#### [Extracted text]
# Tri Power cam



## Clinck (Apr 25, 2017)

Gentlemen,

I am converting a 335HP 4 bbl car to a trip power set up..The question nagging me is do I change out to the camshaft that came with a 65 Tri power from the factory? Will it make that much difference in the way the car will perform? Is there an additional requirement for different lifters? Were they the same lifters for both engines at that time?
If so, then where can I find a correct spec camshaft for this conversion, and lifters if I need them to be accurate. I can't seem to find the cam by googling "tri power camshaft for 1965 GTO"

Anybody have this same experience.


----------



## Clinck (Apr 25, 2017)

Ok, I found my answer on the cam...I found the specs.. Too ka bunch of hunt and pecking but I have the correct cam identification.
Now the question about the lifters remains the same...Same lifters as a 067 Cam or different?


----------



## 1968gto421 (Mar 28, 2014)

Clinck said:


> Ok, I found my answer on the cam...I found the specs.. Too ka bunch of hunt and pecking but I have the correct cam identification.
> Now the question about the lifters remains the same...Same lifters as a 067 Cam or different?


Yes, all Pontiac cams used the same hydraulic lifters. You want to avoid using the cheap chinese made lifters> and use ones like Comp cams or Johnson Hi-Lifts.:smile3:


----------



## bigD (Jul 21, 2016)

*Lifters*

At one time, the CC lifters were said to be reboxed Hy-Lift Johnson lifters, as were Summit lifters. But, there has been much discussion of this on Pontiac forums, in recent years. It seems that many vendors switch suppliers, occasionally, depending on price.

It has been said that Rhoads lifters are actually Hy-lift Johnson units, which Rhoads modifies, and resells. 

Crower sells a lifter they call Cam Saver. They're modified to splash extra oil on the cam lobes. I have not read any bad reviews of them. Don't know who their supplier is.

http://www.crower.com/media/pdf/2008b/140-141.pdf

https://www.summitracing.com/parts/cro-66056x3-16/overview/make/pontiac


----------



## Clinck (Apr 25, 2017)

#### [Available data]
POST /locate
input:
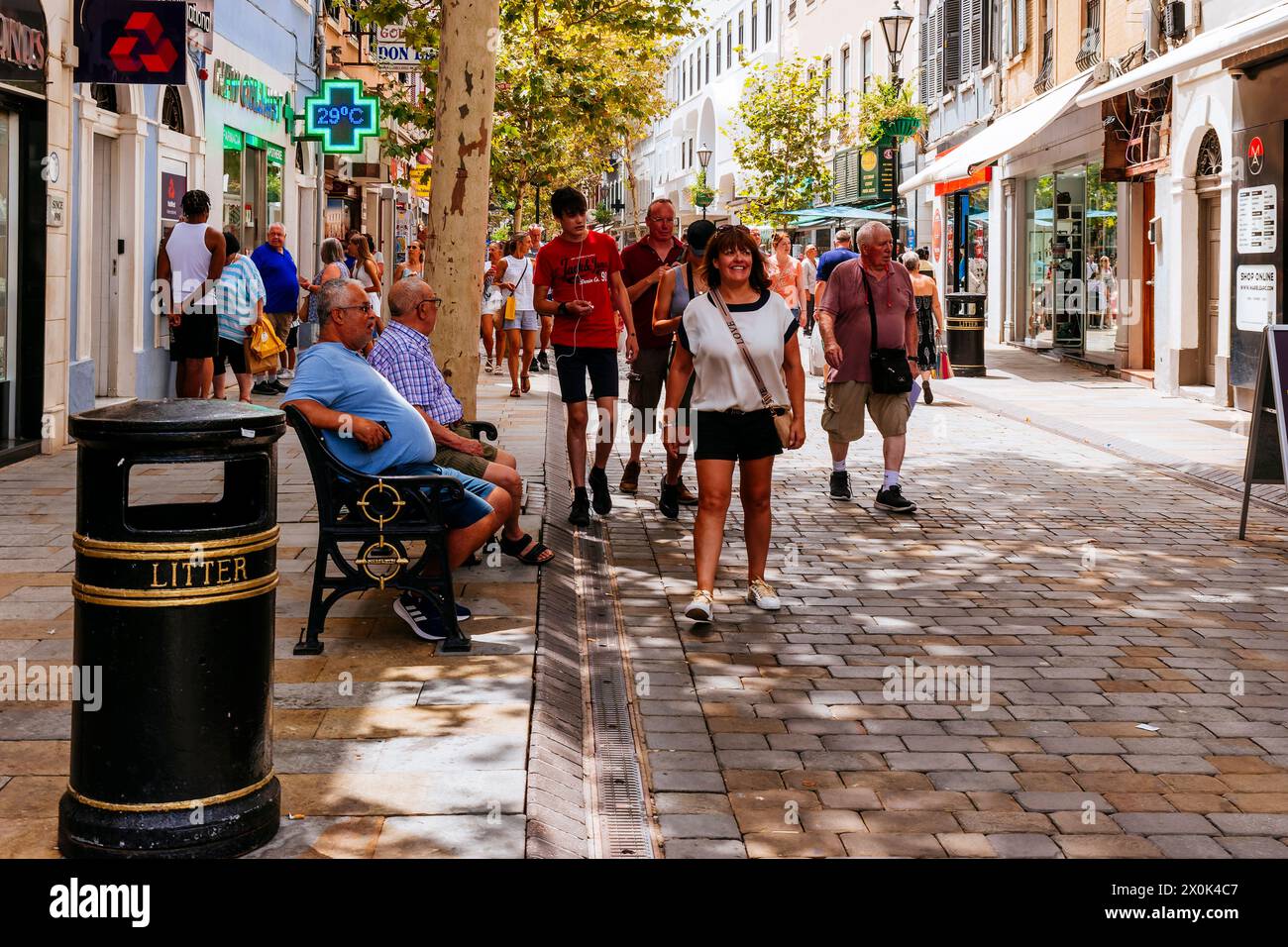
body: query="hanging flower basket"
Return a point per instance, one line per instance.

#### [Short problem]
From the tri-power cam thread above, list each distinct poster name with the date shown beside it.

#### [Answer to this exercise]
- Clinck: Apr 25, 2017
- 1968gto421: Mar 28, 2014
- bigD: Jul 21, 2016